• **Exercise objective**
Can you rewrite everything from the start of the listing down to the line containing "x=106 y=167", keeping every line but shifting each numeric x and y coordinate value by -39?

• **Lines of data**
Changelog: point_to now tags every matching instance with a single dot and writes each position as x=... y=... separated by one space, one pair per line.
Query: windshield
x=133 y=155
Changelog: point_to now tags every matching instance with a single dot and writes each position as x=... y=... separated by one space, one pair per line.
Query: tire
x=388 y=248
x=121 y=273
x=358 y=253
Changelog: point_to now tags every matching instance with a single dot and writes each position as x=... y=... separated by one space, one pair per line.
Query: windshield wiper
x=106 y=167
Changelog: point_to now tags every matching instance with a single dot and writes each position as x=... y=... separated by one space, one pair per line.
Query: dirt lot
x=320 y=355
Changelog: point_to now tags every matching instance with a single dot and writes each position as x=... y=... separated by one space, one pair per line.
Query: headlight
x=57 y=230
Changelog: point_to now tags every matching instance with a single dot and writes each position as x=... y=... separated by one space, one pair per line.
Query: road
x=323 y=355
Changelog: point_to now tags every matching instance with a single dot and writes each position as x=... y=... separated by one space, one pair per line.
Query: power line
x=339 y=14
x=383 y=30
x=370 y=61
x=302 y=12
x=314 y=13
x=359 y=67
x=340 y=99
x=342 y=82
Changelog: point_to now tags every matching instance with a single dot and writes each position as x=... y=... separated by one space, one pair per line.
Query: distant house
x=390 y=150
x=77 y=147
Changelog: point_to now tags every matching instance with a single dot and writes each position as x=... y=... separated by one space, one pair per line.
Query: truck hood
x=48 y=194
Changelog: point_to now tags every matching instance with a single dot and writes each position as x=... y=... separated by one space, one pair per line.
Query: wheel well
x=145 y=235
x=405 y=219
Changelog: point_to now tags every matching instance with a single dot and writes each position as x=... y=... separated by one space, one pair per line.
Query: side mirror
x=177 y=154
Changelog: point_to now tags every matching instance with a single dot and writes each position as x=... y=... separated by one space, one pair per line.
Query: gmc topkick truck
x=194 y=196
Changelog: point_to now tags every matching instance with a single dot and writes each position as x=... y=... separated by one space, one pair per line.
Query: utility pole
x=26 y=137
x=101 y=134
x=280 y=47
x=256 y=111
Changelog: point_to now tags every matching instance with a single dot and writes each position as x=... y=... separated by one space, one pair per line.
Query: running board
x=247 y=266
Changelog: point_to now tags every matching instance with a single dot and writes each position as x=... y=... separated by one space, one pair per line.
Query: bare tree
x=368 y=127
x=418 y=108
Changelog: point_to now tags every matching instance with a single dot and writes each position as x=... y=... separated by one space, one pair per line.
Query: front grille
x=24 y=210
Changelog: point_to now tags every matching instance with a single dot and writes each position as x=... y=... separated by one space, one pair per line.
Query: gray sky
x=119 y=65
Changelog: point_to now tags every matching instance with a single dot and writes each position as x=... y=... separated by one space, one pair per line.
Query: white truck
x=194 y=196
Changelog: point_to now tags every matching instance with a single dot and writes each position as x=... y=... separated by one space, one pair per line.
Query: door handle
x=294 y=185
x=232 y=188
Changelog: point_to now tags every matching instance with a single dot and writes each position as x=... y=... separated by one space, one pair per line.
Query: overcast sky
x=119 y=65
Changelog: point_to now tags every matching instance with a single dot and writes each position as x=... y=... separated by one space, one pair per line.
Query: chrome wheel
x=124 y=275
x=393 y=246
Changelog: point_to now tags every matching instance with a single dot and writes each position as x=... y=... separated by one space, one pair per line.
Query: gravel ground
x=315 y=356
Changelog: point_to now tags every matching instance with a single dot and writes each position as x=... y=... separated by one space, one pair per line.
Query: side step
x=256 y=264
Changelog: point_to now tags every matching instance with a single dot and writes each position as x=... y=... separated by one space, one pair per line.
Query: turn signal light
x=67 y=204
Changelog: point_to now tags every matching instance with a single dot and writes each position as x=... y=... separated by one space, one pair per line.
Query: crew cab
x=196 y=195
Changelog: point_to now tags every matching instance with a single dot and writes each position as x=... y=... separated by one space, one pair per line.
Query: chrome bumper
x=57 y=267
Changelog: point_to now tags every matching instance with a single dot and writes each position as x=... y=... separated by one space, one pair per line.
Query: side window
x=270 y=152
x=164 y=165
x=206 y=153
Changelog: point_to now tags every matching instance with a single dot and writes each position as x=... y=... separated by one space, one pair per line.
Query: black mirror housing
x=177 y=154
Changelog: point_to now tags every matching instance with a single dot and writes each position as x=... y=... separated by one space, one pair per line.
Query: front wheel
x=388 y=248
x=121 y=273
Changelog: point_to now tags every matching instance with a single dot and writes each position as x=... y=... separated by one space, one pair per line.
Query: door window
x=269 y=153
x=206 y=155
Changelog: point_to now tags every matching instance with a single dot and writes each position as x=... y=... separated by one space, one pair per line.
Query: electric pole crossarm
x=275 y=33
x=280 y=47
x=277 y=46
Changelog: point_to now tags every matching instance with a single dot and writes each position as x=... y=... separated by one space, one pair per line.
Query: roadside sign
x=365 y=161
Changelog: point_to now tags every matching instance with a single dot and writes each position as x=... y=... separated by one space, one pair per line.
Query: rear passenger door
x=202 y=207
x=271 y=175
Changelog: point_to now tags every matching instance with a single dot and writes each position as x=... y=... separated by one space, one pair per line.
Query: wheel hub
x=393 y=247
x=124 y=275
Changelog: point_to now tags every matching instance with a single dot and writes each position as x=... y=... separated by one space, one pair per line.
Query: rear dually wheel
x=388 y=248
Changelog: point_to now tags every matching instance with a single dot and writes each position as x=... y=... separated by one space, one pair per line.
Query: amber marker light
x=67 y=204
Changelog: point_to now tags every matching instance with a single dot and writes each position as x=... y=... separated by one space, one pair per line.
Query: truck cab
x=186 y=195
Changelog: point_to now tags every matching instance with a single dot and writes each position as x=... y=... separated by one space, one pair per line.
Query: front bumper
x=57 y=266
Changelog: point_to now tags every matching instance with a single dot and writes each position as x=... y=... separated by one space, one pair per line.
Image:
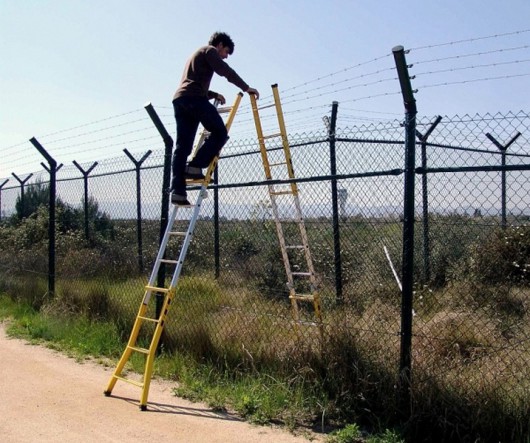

• **Reply to the exercise**
Changelog: point_to now tags every matching instance with a single dot and writes each position as x=... y=... separated by one space, one pair per line.
Query: windshield
x=94 y=116
Changelog: point_to now tags every matching instance with a single dot and writes each position as x=... y=... separated by one space, one pair per line.
Query: tire
x=349 y=209
x=82 y=234
x=319 y=214
Changelog: point_to now tags every matching instance with a single dot and writes each position as x=... y=... separated by one space, one pair per line.
Query: windshield wiper
x=67 y=128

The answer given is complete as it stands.